**Work request**: Between the line containing "the black door" and the line containing "the outdoor planter" lies a run of lines; give that run again exactly, with both of those lines, and nothing else from the entries below.
----
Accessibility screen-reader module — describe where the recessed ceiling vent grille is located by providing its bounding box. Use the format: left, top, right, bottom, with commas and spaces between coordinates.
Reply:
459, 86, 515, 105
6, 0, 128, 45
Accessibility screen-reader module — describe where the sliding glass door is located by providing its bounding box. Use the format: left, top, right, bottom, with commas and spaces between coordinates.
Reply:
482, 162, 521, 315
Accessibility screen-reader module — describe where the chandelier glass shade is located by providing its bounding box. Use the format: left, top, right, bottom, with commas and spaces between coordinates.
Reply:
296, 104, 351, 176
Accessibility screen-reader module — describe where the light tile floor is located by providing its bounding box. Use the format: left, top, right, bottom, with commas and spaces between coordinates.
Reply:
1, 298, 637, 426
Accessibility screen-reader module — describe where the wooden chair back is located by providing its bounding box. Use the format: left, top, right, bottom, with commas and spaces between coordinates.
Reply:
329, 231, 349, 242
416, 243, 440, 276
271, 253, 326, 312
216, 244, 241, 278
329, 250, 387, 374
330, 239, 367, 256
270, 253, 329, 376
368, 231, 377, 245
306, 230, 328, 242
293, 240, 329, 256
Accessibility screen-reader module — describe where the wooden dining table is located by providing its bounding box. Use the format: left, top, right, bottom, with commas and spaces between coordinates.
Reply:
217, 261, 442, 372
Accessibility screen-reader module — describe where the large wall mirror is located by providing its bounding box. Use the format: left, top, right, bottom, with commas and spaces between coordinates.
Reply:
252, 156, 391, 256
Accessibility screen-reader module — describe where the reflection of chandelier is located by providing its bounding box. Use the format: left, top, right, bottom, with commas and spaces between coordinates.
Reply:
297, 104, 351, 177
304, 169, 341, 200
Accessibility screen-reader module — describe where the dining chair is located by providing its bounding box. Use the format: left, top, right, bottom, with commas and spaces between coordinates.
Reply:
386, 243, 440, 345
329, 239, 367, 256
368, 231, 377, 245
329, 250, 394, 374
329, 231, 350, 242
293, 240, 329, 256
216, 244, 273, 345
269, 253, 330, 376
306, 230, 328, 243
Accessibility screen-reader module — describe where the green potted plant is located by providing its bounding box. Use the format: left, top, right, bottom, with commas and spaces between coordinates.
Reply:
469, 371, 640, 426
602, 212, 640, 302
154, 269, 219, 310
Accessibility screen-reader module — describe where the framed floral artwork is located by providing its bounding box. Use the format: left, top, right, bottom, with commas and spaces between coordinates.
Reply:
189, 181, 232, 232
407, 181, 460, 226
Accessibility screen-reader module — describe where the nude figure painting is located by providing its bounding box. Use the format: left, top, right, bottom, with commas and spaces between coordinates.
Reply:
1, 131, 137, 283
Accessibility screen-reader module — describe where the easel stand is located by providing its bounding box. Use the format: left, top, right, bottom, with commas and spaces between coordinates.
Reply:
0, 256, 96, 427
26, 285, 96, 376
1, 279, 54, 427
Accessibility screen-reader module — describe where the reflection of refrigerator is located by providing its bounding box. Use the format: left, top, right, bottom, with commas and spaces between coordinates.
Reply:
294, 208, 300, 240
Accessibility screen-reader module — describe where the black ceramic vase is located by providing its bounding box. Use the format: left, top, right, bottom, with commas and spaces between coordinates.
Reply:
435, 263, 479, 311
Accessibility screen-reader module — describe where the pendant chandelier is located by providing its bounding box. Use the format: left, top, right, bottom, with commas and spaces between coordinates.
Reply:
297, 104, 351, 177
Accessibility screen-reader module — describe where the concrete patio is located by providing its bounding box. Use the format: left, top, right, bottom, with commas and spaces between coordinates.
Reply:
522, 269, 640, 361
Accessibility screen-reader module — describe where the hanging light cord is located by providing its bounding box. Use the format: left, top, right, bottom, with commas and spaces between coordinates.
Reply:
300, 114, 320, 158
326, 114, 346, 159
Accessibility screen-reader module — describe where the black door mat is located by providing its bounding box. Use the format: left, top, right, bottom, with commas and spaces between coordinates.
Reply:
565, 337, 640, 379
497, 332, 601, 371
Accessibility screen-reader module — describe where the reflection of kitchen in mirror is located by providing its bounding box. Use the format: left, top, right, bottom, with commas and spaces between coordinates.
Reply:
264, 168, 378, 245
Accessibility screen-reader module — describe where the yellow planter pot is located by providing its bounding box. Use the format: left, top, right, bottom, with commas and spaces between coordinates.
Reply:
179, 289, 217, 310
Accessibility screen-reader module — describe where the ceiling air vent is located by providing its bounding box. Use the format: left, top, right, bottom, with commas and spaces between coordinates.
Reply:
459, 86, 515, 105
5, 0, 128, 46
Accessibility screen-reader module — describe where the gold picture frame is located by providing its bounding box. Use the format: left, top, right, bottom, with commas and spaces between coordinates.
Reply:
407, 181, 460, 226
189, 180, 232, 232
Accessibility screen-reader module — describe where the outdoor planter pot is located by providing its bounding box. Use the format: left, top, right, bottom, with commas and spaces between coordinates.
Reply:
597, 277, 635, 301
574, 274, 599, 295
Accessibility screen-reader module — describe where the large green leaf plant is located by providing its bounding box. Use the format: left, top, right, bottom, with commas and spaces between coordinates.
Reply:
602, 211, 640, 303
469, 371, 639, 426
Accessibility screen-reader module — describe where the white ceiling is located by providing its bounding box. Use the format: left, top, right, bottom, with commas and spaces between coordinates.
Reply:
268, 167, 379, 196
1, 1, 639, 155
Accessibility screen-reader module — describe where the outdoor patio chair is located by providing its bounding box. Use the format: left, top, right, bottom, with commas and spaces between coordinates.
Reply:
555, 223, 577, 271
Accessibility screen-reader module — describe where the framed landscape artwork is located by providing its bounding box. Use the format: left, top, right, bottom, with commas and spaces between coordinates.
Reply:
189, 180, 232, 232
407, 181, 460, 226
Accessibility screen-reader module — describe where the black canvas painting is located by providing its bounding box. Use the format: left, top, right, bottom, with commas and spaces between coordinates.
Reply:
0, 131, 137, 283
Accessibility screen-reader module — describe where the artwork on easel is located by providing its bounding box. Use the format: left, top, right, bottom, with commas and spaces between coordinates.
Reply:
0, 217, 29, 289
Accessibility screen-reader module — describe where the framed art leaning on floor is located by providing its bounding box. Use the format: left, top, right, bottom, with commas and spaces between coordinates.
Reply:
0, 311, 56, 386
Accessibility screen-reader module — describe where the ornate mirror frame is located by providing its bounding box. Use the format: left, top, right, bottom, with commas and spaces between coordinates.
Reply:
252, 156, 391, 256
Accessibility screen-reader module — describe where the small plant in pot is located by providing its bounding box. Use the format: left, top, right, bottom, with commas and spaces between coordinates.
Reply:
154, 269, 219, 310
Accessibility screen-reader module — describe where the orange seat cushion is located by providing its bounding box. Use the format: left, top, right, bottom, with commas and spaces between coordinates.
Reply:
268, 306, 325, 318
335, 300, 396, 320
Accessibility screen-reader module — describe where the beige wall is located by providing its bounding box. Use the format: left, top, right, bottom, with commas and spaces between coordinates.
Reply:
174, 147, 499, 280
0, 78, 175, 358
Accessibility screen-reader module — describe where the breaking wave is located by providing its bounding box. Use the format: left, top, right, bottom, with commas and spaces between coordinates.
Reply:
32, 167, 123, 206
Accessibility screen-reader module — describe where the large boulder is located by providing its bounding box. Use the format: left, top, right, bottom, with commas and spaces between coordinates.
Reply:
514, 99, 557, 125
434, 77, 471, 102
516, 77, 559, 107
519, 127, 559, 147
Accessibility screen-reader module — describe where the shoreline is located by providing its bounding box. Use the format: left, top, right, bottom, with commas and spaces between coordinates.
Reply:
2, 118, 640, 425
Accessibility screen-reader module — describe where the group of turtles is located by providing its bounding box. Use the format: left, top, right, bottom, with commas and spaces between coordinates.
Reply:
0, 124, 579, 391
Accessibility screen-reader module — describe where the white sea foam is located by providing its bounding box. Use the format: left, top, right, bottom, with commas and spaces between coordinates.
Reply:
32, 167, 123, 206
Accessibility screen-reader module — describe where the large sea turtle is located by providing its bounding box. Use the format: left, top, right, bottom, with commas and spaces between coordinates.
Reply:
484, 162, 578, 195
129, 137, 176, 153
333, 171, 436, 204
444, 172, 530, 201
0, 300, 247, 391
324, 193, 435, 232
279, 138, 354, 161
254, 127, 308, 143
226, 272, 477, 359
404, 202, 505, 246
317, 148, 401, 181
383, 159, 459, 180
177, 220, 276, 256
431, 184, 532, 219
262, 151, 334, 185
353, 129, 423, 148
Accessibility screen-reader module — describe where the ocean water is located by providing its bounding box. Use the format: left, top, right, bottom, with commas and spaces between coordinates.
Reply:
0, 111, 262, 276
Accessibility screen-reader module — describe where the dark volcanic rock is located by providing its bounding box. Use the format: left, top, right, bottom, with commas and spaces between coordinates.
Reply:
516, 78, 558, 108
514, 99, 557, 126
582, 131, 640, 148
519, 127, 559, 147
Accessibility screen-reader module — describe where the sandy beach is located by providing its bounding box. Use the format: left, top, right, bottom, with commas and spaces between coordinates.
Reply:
----
**Expected output**:
Accessibility screen-reader module — describe where the black door mat is located by providing its bounding box. Use the format: left, top, right, bottom, with commas and spaces between coordinates.
Reply:
565, 337, 640, 379
497, 332, 601, 371
Accessibility screen-reader module — describe where the reflection of kitchen in mirror is located by providing its bounding box. Use the format: left, top, right, bottom, with commas and spaces between coordinates.
Reply:
264, 168, 378, 245
Accessibility screen-reader module — describe where the yellow planter pot is located by providing its bounding box. Use the format: left, top, right, bottom, with commas and spaces between coordinates.
Reply:
179, 289, 217, 310
Accessibility screen-reader module — describe where the ceiling air vent is located by providing its bounding box. Use the format: left, top, right, bottom, with commas and spaces between coordinates.
Reply:
459, 86, 515, 105
5, 0, 128, 46
Accessibility screen-reader module — describe where the gold picture frame is located by providing its bounding box. Use the format: left, top, right, bottom, with commas and spaces between coordinates.
Reply:
407, 181, 460, 226
189, 180, 232, 232
Accessibility screen-reader module — describe where the outdoor planter pot is located by providing its bounding box. Use the format: left, top, right, bottom, with commas and spaces between coordinates.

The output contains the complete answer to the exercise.